** 待解问题 **
**1.** 请根据节选文本回答:
(a) /etc/cloud/cloud.cfg 文件中一共定义了几个阶段,分别是什么?
(b) 验证 user-data 文件是否存在语法错误,用的是哪条命令?
(c) 如果希望重新执行 init-cidata.iso 里定义的操作,需要变更哪个文件里的哪一项赋值?
**2.** 把给定清单中的各行逐条写成编号列表,跳过空行,答案中不要包含图片。

** 节选文本 **
=-=-=-=-=
其中 boot-finished 文件记录了该实例定义的启动时间,例如:

cat /var/lib/cloud/instances/1/boot-finished
# 11.28 - Tue, 14 Apr 2020 07:33:47 +0000 - v. 19.4-33-gbb4131a2-0ubuntu1~18.04.1

当上述目录结构存在时,只要 init-cidata.iso 内容不变。即使一直挂载在虚拟机的光驱里,每次启动虚拟机系统时,也不会再重新执行一遍光盘里定义的 cloud-init 操作了。

如果希望重新执行 init-cidata.iso 里定义的操作,需要变更 meta-data 文件里的 instance-id 赋值为 /var/lib/cloud/instances/ 下不存在重名子目录的其他值。

调试 user-data

# 验证 user-data 文件是否存在语法错误
cloud-init devel schema -c user-data --annotate
# Valid cloud-config file user-data

认识模块

  • /etc/cloud/cloud.cfg 中定义了当前系统中 Cloud-Init 在「不同阶段」加载了哪些模块。

Cloud-Init 主要阶段

结合 /etc/cloud/cloud.cfg 文件内容来理解不同「启动阶段」:文件中一共定义了 3 个阶段:

  • init
  • config
  • final

每个阶段可以「完成」哪些操作可以根据包含的「模块」功能知悉。

/etc/cloud/cloud.cfg 🌰

# ref: https://cloudinit.readthedocs.io/en/19.4/topics/modules.html
# 以下各个阶段定义的「模块」均在以上官方文档中有详细使用说明

# The modules that run in the 'init' stage
cloud_init_modules:
 - migrator
 - seed_random
 - bootcmd
 - write-files
 - growpart
 - resizefs
 - disk_setup
 - mounts
 - set_hostname
 - update_hostname
 - update_etc_hosts
 - ca-certs
 - rsyslog
 - users-groups
 - ssh

# The modules that run in the 'config' stage
cloud_config_modules:
# Emit the cloud config ready event
# this can be used by upstart jobs for 'start on cloud-config'.
 - emit_upstart
 - snap
 - ssh-import-id
 - locale
 - set-passwords
 - grub-dpkg
 - apt-pipelining
 - apt-configure
 - ubuntu-advantage
 - ntp
 - timezone
 - disable-ec2-metadata
 - runcmd
 - byobu

# The modules that run in the 'final' stage
cloud_final_modules:
 - package-update-upgrade-install
 - fan
 - landscape
 - lxd
 - ubuntu-drivers
 - puppet
 - chef
 - mcollective
 - salt-minion
 - rightscale_userdata
 - scripts-vendor
 - scripts-per-once
 - scripts-per-boot
 - scripts-per-instance
 - scripts-user
 - ssh-authkey-fingerprints
 - keys-to-console
 - phone-home
 - final-message
 - power-state-change

结合 官方文档里「启动阶段」 一节的描述可知:init 阶段又可以分为:

  • Generator
  • Local
  • Network

理解模块

相当于「导入函数」或「导入库」的作用,如果在指定「启动阶段」没有「定义」使用某个「模块」,则在 user-data 中不能调用相应指令。
=-=-=-=-=
** 给定清单 **

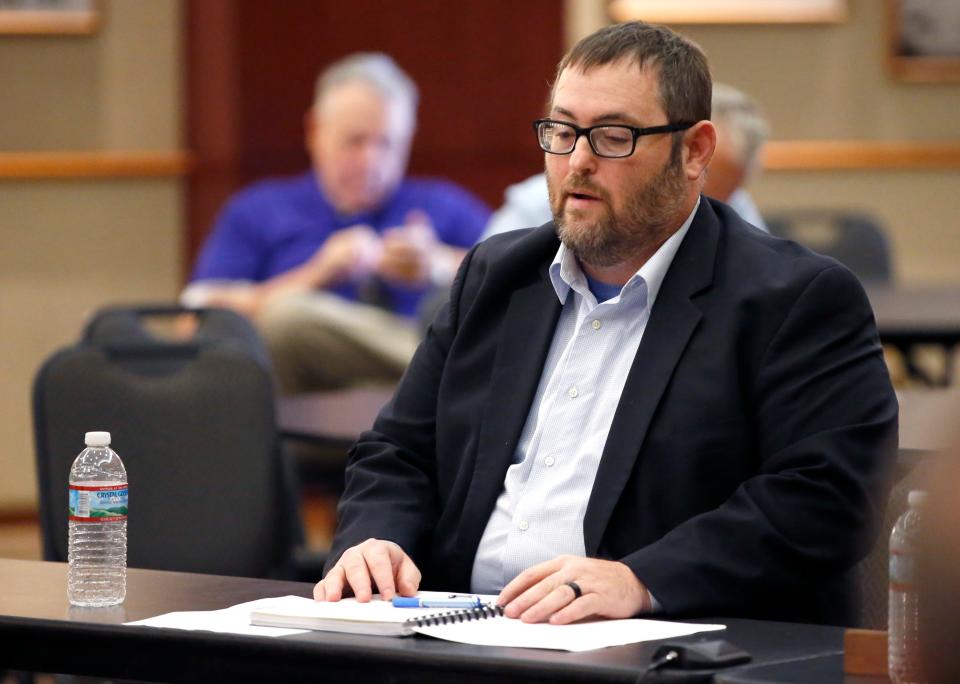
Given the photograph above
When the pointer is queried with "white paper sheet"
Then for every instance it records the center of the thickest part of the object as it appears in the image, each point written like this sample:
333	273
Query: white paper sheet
232	620
500	631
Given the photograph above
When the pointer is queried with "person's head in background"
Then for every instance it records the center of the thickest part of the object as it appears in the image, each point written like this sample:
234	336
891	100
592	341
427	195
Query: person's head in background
=-=-=-=-=
** 参考答案 **
**1.**
(a) 3 个阶段:init、config、final。
(b) cloud-init devel schema -c user-data --annotate
(c) meta-data 文件里的 instance-id。

**2.**
1. Given the photograph above
2. When the pointer is queried with "white paper sheet"
3. Then for every instance it records the center of the thickest part of the object as it appears in the image, each point written like this sample:
4. 333	273
5. Query: white paper sheet
6. 232	620
7. 500	631
8. Given the photograph above
9. When the pointer is queried with "person's head in background"
10. Then for every instance it records the center of the thickest part of the object as it appears in the image, each point written like this sample:
11. 234	336
12. 891	100
13. 592	341
14. 427	195
15. Query: person's head in background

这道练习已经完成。